Exercise brief: Rewrite these lines with "menu board" swapped for "price list" and nothing else altered. Leave the pictures out of your answer.

[Excerpts of labeled region data]
%%
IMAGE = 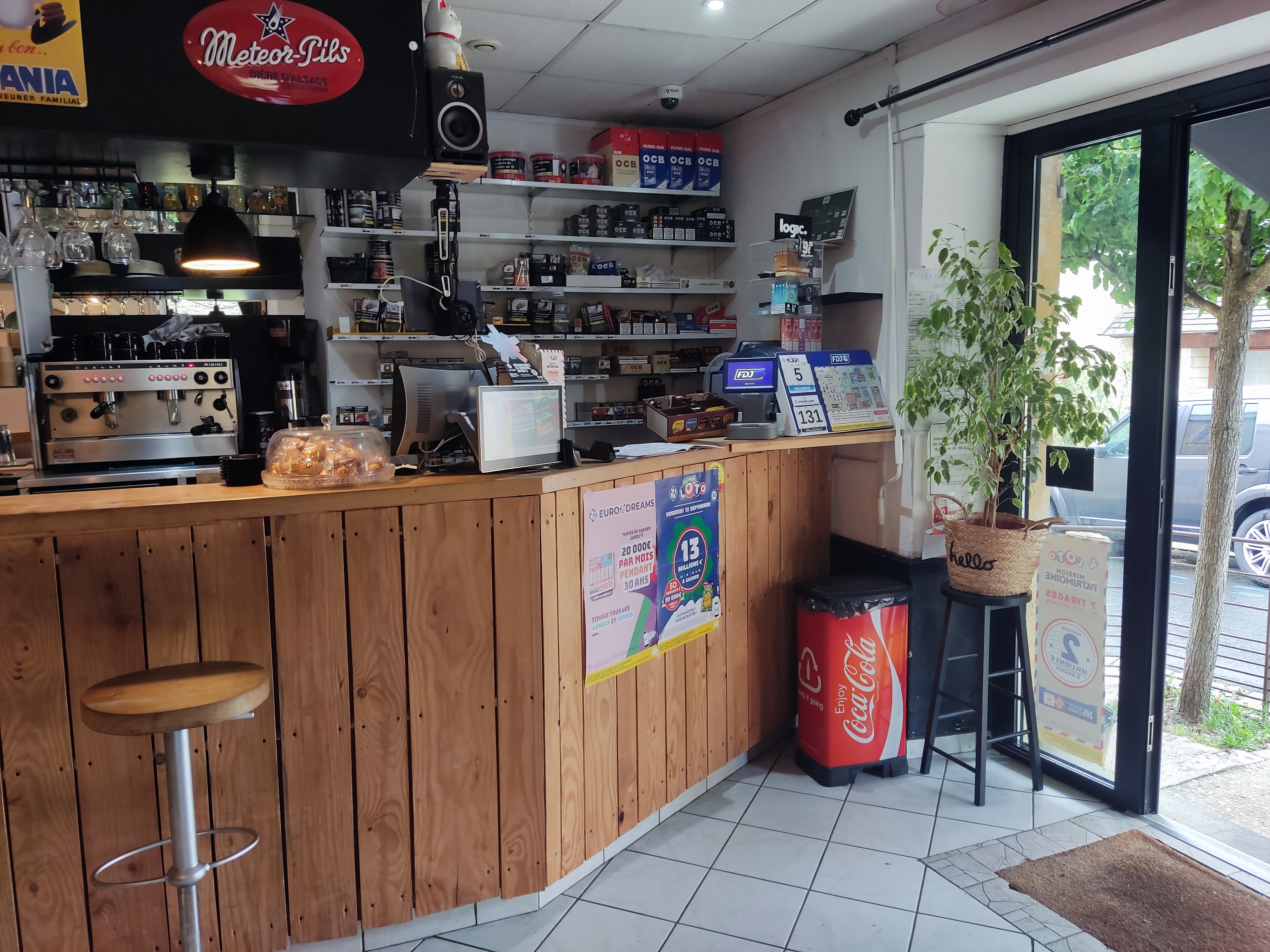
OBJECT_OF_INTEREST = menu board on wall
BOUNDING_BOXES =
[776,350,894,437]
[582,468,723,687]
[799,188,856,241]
%%
Response below:
IMAGE = 
OBJECT_OF_INTEREST = price list on wall
BOUNDING_BOXES =
[776,350,894,437]
[582,468,723,687]
[799,188,856,241]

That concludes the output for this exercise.